» **The task**: Filter the entries for the string "outline". Copy each line that has it.

┄┄┄┄┄┄┄┄┄┄

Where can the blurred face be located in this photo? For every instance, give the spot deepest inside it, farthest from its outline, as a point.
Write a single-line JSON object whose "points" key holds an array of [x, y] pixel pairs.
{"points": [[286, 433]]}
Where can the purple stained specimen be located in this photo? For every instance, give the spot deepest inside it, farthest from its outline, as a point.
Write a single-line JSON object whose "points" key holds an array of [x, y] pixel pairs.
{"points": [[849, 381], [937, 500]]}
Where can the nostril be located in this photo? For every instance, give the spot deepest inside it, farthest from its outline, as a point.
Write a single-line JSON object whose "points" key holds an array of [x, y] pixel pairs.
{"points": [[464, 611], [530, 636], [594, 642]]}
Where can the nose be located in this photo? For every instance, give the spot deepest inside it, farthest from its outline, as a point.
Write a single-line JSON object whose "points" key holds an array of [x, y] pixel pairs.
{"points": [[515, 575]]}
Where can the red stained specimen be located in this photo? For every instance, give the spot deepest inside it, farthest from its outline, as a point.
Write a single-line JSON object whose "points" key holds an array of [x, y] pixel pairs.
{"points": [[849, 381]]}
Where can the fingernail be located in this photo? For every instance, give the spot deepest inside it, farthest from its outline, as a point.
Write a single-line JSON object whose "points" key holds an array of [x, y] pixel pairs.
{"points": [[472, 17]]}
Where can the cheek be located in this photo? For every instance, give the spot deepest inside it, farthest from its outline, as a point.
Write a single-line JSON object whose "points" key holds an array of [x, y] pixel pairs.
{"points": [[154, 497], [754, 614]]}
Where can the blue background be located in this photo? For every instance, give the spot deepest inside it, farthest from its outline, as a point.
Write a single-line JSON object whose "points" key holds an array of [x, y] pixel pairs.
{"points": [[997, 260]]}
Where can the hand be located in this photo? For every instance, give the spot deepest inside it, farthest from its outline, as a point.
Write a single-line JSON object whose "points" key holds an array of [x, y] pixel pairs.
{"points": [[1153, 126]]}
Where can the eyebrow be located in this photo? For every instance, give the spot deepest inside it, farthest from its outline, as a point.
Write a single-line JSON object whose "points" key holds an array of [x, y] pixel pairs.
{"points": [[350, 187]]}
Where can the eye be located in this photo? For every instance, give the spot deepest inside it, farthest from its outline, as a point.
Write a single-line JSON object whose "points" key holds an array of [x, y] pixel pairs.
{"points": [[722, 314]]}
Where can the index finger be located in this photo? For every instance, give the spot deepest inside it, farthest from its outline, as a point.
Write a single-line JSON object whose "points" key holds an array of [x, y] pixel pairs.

┄┄┄┄┄┄┄┄┄┄

» **Answer space**:
Where can the blurred face be located in this photo? For every instance, give the spot deepest inside it, farthest from its outline, as a point.
Where can the purple stained specimen be located in this photo? For every instance, give the spot deepest inside it, farthest from its outline, as a point.
Where can the nostril be located in this photo? For every instance, give the spot deepest inside it, farthest from its outline, as a point.
Where can the nose be located in this photo? For every instance, give the spot deepest inside it, farthest from its outline, as a point.
Where can the red stained specimen be located in this photo? For every instance, give the spot deepest inside it, farthest from its outline, as a point.
Where can the fingernail be located in this photo? For every instance, give the spot deepest inside it, farthest from its outline, as a point.
Where can the cheek be located in this photo? For every instance, give the spot deepest inside it, farthest from its outline, as a point.
Where can the blue background be located in this photo? For every instance, give the spot deepest inside it, farthest from its outline, as a point.
Where can the hand be located in this photo? For every instance, give the spot deepest inside it, farthest from its outline, as a point.
Where can the eyebrow be located in this photo? For every instance, give the spot deepest inside it, farthest from its outline, as a point.
Where can the eye be located in this photo? For every instance, give the spot deepest inside it, farthest from its outline, as a point.
Where can the index finger be located in this photo? For every instance, give the spot deepest inside it, farthest from its outline, as a point.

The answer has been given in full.